Lasciatemi
iniziare con un episodio lontano dai costanti, ma sovente oscuri
rapporti tra la politica e noi, gente comune, che tanto
rattristano e irritano. Voglio parlare di un argomento che può
sembrare ostico ma che tale non è. E' certo che esso riguarda tutti
noi, volenti o nolenti. Volenti, se cattolici. Nolenti, se laici e
come tutti sottoposti al bombardamento mediatico, tanto da far dire
con ironia a qualche giovane di cultura i-paddiana: “Dacci oggi
il nostro Papa quotidiano!”
Evidentemente chi la pensa così non sa che la pubblicità mediatica
oggi è la prima cosa a cui mira una persona che intende
“manifestare” qualcosa di diverso o di nuovo. Proprio del
mediatrico Papa voglio parlare, ma non del Papa-gesuita bensì del
“gesuita-Papa”. Non è una sottigliezza filologica, ma di
contenuti.

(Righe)
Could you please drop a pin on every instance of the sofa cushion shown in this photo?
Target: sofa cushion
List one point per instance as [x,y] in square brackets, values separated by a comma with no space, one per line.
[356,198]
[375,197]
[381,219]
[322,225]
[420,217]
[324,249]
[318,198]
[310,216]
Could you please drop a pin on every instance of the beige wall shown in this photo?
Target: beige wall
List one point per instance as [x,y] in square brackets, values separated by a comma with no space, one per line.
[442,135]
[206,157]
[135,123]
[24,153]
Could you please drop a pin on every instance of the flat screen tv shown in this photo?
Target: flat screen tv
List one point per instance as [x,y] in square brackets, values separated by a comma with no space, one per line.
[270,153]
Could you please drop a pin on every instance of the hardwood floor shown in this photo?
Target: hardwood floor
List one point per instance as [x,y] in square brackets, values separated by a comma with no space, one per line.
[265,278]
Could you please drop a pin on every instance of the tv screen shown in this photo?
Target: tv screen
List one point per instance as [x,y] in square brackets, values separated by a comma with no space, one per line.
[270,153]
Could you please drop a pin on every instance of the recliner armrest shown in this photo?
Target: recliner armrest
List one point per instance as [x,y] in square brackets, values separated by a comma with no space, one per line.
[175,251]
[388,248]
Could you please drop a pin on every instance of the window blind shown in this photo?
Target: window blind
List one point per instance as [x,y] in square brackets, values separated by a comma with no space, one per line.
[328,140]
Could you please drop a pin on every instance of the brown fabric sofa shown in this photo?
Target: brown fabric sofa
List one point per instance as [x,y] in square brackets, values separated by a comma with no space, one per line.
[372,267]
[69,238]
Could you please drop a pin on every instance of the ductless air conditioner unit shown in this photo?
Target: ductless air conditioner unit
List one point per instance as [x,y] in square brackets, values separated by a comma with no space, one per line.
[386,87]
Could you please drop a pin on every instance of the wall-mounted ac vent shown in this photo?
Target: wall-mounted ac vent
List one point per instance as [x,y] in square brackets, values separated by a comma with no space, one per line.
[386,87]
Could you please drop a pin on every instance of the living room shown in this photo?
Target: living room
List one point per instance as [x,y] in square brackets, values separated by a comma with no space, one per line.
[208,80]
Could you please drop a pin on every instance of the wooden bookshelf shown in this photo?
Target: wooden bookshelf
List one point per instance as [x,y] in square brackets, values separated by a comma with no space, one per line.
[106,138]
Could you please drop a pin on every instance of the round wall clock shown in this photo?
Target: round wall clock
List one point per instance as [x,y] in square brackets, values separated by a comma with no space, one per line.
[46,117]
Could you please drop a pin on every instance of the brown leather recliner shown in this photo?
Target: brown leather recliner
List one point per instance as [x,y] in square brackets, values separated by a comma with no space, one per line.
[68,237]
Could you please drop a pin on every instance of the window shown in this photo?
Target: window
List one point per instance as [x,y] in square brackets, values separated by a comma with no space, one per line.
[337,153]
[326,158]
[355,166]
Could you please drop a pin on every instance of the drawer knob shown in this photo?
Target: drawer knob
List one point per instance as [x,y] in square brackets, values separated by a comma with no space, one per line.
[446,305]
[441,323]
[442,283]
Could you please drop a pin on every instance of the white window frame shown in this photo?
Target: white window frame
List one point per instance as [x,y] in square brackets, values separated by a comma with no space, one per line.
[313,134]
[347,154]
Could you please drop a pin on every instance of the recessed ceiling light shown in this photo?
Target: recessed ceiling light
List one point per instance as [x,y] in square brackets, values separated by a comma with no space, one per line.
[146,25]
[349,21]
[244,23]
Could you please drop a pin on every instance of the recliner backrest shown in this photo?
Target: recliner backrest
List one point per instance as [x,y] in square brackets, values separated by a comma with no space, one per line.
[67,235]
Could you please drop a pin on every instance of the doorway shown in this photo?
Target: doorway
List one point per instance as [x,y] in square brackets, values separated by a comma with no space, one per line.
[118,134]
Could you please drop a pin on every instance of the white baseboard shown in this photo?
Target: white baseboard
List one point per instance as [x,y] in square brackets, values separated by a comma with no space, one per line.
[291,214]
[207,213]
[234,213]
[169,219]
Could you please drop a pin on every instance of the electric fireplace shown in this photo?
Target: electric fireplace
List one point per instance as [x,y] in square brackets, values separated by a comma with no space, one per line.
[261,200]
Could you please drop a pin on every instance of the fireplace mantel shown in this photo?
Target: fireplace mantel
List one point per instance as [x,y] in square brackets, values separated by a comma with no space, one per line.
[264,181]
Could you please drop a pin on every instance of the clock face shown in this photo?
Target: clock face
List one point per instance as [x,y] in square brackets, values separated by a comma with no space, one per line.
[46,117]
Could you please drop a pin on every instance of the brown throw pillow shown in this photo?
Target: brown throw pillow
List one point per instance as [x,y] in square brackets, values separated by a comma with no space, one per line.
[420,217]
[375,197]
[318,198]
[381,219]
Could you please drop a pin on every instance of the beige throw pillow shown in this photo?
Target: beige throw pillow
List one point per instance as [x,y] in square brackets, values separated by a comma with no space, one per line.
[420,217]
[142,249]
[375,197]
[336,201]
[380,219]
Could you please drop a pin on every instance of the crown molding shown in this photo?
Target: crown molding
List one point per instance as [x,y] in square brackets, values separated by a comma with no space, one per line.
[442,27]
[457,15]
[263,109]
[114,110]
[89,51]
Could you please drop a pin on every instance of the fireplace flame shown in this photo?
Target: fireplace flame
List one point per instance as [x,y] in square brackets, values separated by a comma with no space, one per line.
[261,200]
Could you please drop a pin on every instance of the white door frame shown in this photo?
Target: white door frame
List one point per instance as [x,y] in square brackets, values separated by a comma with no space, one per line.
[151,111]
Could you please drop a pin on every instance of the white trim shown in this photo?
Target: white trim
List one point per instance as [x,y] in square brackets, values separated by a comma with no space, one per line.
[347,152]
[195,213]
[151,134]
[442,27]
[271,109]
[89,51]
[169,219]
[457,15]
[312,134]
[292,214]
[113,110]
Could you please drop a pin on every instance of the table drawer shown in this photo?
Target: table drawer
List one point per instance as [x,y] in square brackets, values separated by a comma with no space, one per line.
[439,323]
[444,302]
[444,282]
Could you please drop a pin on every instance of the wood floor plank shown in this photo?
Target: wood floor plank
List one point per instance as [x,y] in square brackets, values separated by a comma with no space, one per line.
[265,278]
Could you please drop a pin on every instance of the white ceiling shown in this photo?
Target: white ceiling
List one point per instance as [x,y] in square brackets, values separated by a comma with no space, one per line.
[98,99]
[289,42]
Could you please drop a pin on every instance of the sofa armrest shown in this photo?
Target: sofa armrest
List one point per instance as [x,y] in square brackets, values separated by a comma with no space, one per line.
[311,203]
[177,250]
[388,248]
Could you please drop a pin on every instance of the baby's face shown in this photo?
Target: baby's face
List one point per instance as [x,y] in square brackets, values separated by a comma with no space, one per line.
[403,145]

◆ OBIETTIVO DELL'ESERCIZIO: Elenca tutte le espressioni che il brano sul Papa gesuita riporta tra virgolette. Le righe riportate non servono per svolgere il compito.

◆ RISULTATO DEL COMPITO:
- “Dacci oggi il nostro Papa quotidiano!”
- “manifestare”
- “gesuita-Papa”